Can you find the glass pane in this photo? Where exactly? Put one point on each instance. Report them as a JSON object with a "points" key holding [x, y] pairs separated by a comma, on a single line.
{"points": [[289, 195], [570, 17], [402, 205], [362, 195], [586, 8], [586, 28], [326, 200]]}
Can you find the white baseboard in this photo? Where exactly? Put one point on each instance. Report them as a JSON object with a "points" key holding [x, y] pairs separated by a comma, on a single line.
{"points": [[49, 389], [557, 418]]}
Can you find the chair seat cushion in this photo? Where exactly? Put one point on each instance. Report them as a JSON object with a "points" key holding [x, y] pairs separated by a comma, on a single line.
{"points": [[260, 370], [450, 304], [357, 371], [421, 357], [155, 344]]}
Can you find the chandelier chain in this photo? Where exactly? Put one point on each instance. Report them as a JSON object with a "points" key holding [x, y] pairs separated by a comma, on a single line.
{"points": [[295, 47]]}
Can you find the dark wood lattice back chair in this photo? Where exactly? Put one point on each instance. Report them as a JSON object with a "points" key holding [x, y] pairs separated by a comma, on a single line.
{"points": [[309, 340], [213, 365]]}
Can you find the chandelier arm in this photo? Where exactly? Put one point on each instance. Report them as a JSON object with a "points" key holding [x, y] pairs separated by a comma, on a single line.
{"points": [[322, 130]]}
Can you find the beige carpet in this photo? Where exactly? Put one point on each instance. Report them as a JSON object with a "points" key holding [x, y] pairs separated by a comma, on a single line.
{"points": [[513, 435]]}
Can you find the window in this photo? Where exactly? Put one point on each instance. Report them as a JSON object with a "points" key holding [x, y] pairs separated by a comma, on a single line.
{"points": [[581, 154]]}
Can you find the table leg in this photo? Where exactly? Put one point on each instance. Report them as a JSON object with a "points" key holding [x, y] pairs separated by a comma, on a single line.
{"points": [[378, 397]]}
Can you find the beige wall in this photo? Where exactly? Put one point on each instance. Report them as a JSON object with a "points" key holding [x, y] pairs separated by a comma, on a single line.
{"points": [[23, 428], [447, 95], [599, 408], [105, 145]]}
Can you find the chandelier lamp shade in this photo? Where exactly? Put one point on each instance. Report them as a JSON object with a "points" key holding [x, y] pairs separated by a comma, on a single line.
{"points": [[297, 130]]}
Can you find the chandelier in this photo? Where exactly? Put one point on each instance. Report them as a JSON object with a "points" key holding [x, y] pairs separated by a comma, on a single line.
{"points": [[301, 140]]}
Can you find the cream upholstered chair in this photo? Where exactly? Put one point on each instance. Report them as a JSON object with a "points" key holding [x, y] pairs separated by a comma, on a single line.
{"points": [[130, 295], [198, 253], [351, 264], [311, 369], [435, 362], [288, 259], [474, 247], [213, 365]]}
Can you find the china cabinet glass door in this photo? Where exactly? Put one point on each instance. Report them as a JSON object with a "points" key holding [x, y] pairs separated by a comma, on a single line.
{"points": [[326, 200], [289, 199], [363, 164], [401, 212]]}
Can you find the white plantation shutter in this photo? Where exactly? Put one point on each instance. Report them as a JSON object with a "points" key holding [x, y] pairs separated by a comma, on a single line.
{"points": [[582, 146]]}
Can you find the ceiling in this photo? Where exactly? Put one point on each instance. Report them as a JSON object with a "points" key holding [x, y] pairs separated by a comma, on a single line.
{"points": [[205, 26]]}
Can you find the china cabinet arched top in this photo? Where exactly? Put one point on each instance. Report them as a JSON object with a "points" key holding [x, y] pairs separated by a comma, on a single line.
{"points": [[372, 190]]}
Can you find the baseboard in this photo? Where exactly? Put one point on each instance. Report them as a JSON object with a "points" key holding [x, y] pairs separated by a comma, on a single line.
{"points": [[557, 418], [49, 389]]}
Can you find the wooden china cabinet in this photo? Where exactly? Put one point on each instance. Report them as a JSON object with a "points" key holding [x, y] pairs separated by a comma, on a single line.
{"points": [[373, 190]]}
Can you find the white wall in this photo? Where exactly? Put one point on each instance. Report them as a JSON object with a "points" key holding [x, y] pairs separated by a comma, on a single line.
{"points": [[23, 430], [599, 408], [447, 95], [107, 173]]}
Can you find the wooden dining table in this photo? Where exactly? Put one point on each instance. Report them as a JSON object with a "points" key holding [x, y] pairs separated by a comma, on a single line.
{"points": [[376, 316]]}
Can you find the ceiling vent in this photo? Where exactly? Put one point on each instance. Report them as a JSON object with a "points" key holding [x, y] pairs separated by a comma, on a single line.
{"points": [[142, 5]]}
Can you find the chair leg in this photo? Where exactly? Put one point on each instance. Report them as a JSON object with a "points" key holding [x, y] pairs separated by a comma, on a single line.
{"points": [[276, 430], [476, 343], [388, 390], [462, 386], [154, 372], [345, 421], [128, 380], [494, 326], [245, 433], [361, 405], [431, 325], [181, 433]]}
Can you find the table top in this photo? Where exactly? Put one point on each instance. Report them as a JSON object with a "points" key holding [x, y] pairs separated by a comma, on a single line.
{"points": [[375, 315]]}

********************

Your assignment:
Reproduce exactly the line containing "Can you find the table top" and all lines after it through the end of the listing above; leave out every earlier line.

Solution:
Can you find the table top in this photo? Where exactly? Put one point on each instance. Report them as a JSON object with a "points" key holding [x, y] pairs separated by a comma, on a single line.
{"points": [[375, 315]]}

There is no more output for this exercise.